» WORK REQUEST 1
In the text about Viuz-en-Sallaz, what Latin word does the place name Viuz come from, and what does it mean?
» WORK REQUEST 2
From the toponymy section of the text about Viuz-en-Sallaz, list every historical form of the commune's name along with the date or source the text gives for each.

» TEXT PROVIDED
::::::
Viuz-en-Sallaz (/fr/; Savoyard: Viu) is a commune in the Haute-Savoie department and Auvergne-Rhône-Alpes region of eastern France, close to the Swiss border.

It was historically a possession of the noble house of de Faucigny and then passed to Ardutius de Faucigny, Bishop of Geneva and successive prince-bishops. It stayed in the possession of the church until the French Revolution. There is a statue of St Francis de Sales, then Bishop of Geneva, in Viuz.

== Toponymy ==

The name of the locality is attested from the mid-13th century. Recorded forms include Viu en Salaz in 1250 and Cura de Vyu around 1344. An inscription on the gable of the 19th-century church gives the form Vicus in Sala.

The place name Viuz derives from Latin vicus, meaning a small settlement or village.

In Arpitan, the name of the commune is written Viu according to the Conflans orthography.
::::::
» PROVIDED RECORDS
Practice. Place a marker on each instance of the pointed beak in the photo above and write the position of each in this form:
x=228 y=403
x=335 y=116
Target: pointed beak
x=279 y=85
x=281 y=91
::::::
» OUTPUT 1
It comes from the Latin vicus, meaning a small settlement or village.

» OUTPUT 2
- Viu en Salaz: 1250
- Cura de Vyu: around 1344
- Vicus in Sala: the inscription on the gable of the 19th-century church